__What this task involves__
The expected response is an exact repetition of every record, with images excluded.

Segment Start: Material provided

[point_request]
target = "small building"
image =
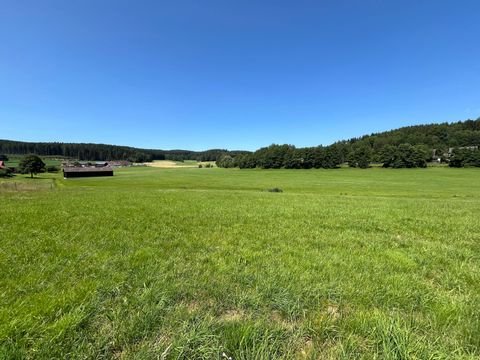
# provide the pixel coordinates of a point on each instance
(73, 172)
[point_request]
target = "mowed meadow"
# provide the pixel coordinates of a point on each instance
(206, 264)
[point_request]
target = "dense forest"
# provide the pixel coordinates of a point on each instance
(407, 147)
(107, 152)
(413, 146)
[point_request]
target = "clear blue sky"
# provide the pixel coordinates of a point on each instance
(233, 74)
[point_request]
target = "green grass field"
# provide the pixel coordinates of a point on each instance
(206, 264)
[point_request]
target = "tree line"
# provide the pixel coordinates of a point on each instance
(413, 146)
(92, 152)
(410, 147)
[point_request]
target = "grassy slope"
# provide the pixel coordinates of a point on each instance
(190, 263)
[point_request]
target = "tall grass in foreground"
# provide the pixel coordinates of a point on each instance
(192, 264)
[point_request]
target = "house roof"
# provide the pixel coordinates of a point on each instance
(87, 169)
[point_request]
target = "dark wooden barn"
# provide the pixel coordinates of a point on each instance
(70, 172)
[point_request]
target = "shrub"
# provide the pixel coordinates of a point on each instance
(6, 172)
(52, 168)
(275, 190)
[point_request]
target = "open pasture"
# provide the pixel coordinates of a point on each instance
(195, 263)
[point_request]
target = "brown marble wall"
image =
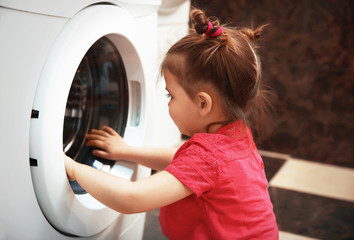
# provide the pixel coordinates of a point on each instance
(308, 59)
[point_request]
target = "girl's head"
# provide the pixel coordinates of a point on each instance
(226, 64)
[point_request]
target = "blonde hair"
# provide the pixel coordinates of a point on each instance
(229, 62)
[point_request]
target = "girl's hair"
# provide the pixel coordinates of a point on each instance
(228, 62)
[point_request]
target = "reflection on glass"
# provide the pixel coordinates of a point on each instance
(98, 96)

Segment End: Material provided

__Solution to this task__
[point_request]
target = "small building"
image =
# provide the pixel coordinates of a point on each instance
(73, 172)
[point_request]
target = "mowed meadow"
# provide the pixel coordinates of a point on each instance
(206, 264)
[point_request]
target = "dense forest"
# provide the pixel coordinates of a point on each instance
(407, 147)
(107, 152)
(413, 146)
[point_request]
target = "clear blue sky"
# provide the pixel coordinates of a point on each instance
(233, 74)
[point_request]
target = "green grass field"
# provide the pixel coordinates of a point on each instance
(206, 264)
[point_request]
target = "tree line"
# provide the pixel coordinates of a point on each instance
(413, 146)
(92, 152)
(410, 147)
[point_request]
target = "grassy slope"
# provide the pixel coordinates of a point on each instance
(190, 263)
[point_request]
target = "tall grass in foreground"
# provide the pixel coordinates of a point on each instance
(192, 264)
[point_request]
target = "house roof"
# provide the pixel coordinates of a point on each instance
(87, 169)
[point_request]
target = "dark wooden barn"
# provide the pixel coordinates of a point on each instance
(70, 172)
[point_request]
target = "shrub"
# provide the pixel coordinates of a point on each instance
(6, 172)
(52, 168)
(275, 190)
[point_request]
target = "open pasture"
# provide the pixel coordinates of a point on each instance
(195, 263)
[point_request]
target = "brown marble wall"
image =
# provide the pixel coordinates of a point on each instance
(308, 59)
[point_request]
target = "girl's head"
# provide the pixel coordinates of a point on each instance
(226, 64)
[point_request]
target = "blonde hair"
# provide the pixel coordinates of a point on each instance
(229, 62)
[point_request]
target = "girl's hair"
# provide the pixel coordinates of a point on each instance
(228, 62)
[point_request]
target = "reflection on glass"
# provide the pixel coordinates of a point on each instance
(98, 96)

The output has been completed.